# WORK TO COMPLETE
Could you write out the entries below again, starting at the line containing "the weathervane, indicate" and running through the final line of the entries, both ends included? Copy every line in full, and shift each coordinate value in the answers by -74.

Start of RECORDS

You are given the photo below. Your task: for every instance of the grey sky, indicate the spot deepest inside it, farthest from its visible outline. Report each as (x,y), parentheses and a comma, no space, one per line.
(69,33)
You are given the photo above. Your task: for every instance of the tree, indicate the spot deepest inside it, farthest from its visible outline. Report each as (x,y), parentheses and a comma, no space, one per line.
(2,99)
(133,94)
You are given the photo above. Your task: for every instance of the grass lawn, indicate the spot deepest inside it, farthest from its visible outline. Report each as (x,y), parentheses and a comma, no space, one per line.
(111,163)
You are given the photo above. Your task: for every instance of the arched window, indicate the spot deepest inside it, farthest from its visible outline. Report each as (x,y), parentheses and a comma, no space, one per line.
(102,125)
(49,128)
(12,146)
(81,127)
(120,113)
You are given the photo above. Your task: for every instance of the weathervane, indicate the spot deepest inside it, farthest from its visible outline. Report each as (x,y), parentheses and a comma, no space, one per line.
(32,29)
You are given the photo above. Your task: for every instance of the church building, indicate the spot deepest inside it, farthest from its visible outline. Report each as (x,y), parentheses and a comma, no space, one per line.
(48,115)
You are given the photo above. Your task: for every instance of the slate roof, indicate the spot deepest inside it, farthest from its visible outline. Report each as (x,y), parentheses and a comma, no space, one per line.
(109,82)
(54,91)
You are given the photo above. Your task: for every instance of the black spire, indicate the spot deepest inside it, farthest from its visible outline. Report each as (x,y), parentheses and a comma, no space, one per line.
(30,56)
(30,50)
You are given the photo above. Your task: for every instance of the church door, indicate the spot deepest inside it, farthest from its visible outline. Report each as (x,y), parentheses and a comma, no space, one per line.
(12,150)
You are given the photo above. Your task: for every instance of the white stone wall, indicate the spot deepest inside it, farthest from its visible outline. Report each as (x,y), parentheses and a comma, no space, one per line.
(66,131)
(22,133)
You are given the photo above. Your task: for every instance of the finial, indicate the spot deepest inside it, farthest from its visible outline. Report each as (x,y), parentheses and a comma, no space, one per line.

End of RECORDS

# OUTPUT
You are given the photo above. Your task: for every instance of the weathervane, indicate the spot deepest inside it, farthest from its visible outline. Report each as (x,y), parentheses and a comma, no space, one per line.
(-42,-45)
You are given the photo above. Your task: for every instance of the church building, indicate the spot deepest inside it, farthest from its visible outline. Report each as (x,y), parentheses and a comma, no space, one per line.
(-26,41)
You are given the photo above. Your task: for every instance of the slate roof, indicate the spot deepest inside it, farthest from its visible outline. Report each as (x,y), parentheses and a comma, no space, one per line.
(35,8)
(-20,17)
You are given the photo above. Your task: for every instance of the black spire, indicate the spot deepest inside it, farthest from its visible outline. Report each as (x,y), parentheses and a comma, no space, one per line.
(-44,-18)
(-44,-24)
You are given the photo above. Your task: for every instance of the church door, indicate the spot deepest inside it, farthest from its visible outline. Report each as (x,y), parentheses and a comma, no space, one per line.
(-62,76)
You are given the photo above. Your task: for every instance of the white stone wall, indicate the spot deepest inside it, farthest from its visible outline. Report each as (x,y), parentheses and a comma, no space, one per line.
(-8,57)
(-52,59)
You are given the photo above. Your task: for every instance of the finial, indicate the spot deepest inside it, farthest from its visible outline. Report each as (x,y), parentheses and a comma, no space, one per line.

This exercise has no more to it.